(Collected data entries)
★ ★ ★
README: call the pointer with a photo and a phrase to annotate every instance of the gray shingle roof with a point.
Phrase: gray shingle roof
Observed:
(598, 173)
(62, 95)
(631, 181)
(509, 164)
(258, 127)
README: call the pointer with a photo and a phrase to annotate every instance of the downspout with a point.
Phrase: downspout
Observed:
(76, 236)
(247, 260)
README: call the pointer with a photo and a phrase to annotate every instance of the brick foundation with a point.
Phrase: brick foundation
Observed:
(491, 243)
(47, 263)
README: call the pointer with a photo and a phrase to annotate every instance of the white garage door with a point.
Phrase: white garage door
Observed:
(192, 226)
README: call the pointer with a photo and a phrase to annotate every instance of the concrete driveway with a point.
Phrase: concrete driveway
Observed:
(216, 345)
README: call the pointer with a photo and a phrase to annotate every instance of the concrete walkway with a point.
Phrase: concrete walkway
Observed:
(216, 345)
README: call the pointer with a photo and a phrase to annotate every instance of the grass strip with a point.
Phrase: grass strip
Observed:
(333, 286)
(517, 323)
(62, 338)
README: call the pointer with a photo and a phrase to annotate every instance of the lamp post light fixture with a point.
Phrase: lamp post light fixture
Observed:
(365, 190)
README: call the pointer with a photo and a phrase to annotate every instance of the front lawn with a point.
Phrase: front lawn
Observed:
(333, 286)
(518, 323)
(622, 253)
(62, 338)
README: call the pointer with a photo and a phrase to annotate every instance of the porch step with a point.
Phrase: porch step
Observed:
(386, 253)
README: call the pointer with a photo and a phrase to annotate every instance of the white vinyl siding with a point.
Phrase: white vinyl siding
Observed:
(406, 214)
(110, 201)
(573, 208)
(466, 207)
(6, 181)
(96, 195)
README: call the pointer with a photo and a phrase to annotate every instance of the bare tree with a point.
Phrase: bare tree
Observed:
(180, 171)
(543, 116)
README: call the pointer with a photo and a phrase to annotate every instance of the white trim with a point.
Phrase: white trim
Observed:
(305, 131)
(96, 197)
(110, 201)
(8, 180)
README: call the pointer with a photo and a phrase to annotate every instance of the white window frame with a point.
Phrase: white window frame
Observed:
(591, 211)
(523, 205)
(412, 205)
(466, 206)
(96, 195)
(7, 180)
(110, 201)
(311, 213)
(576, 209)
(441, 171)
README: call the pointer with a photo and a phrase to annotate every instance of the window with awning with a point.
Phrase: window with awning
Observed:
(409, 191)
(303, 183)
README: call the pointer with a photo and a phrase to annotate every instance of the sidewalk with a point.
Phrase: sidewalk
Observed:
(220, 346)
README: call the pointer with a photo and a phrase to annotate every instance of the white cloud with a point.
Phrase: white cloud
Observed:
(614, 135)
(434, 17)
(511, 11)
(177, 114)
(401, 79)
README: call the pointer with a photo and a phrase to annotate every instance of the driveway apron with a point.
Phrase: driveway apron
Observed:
★ ★ ★
→ What this task involves: Copy every entry exactly.

→ Completed exercise:
README: call the pointer with a photo and a phrase to annotate every instance of the gray shingle roof with a point.
Phrase: gray shingle roof
Observed:
(598, 173)
(62, 95)
(631, 181)
(509, 164)
(258, 127)
README: call the pointer with a photo and a phrase to annotate every instance of the downspout with a point.
Phrase: downspout
Observed:
(76, 236)
(247, 260)
README: call the pointer with a photo and a phrase to annotate every instance of the brick foundation with a point.
Phrase: brick foundation
Observed:
(491, 243)
(47, 263)
README: call the pointer with a photo and a phrase to annotate every instance of the white garage door with a point.
Phrase: white garage door
Observed:
(192, 226)
README: call the pointer with a photo and a phrase to annotate every instance of the concrete driveway with a point.
Phrase: concrete driveway
Observed:
(216, 345)
README: call the pointer with a photo and a phrase to annotate every instance of the concrete walkway with a point.
Phrase: concrete walkway
Observed:
(216, 345)
README: call the pointer with a photo and a phrase to annotate every instance of the grass strip with a point.
Phrase: grass strip
Observed:
(333, 286)
(517, 323)
(62, 338)
README: call the pointer with a photo and a phrase to annotate every instance of the lamp post light fixture with a point.
Phrase: lamp post light fixture
Observed:
(365, 190)
README: call the pointer with a photo and a phrase to annotate every instance of the front lawn with a point.
Phrase: front lawn
Observed:
(333, 286)
(518, 323)
(622, 253)
(62, 338)
README: call the pointer with a photo and a phrase to annotate every instance of the porch step with a point.
Phrase: porch step
Observed:
(386, 253)
README: call the pointer with a photo and a phrase to annotate every instance of the white vinyl siding with a point.
Phrase: white vinyl siding
Observed:
(406, 214)
(110, 201)
(573, 208)
(466, 207)
(6, 181)
(96, 195)
README: call the pointer with a photo and a phrase to annotate every instance of the bare tree with a point.
Phrase: bare tree
Observed:
(180, 171)
(543, 116)
README: call the pointer with a photo and a phrase to annotate every instance of the white trim with a point.
Phrase: white trim
Observed:
(305, 131)
(96, 197)
(110, 201)
(8, 180)
README: call the pointer with a photo and a phrase to annotate every instance of the white window frame with a point.
Phrase: white window frame
Observed:
(591, 211)
(523, 205)
(412, 205)
(466, 206)
(96, 195)
(7, 180)
(110, 201)
(311, 213)
(576, 209)
(441, 171)
README: call the pointer with a photo and a phrase to annotate every instance of the window with awning with a point.
Phrase: window with awning
Observed:
(409, 191)
(303, 183)
README: call the pointer with a photo and a phrase to annotate every instance of the sidewalk with a point.
Phrase: sidewalk
Observed:
(220, 346)
README: call the pointer with a photo and a phrase to annotate every instance of the white cloud with a point.
Phrase: white cloud
Observed:
(614, 135)
(434, 17)
(511, 11)
(177, 114)
(401, 79)
README: call the pointer with a photo and a phrase to annotate every instance of the driveway apron with a point.
Phrase: driveway apron
Observed:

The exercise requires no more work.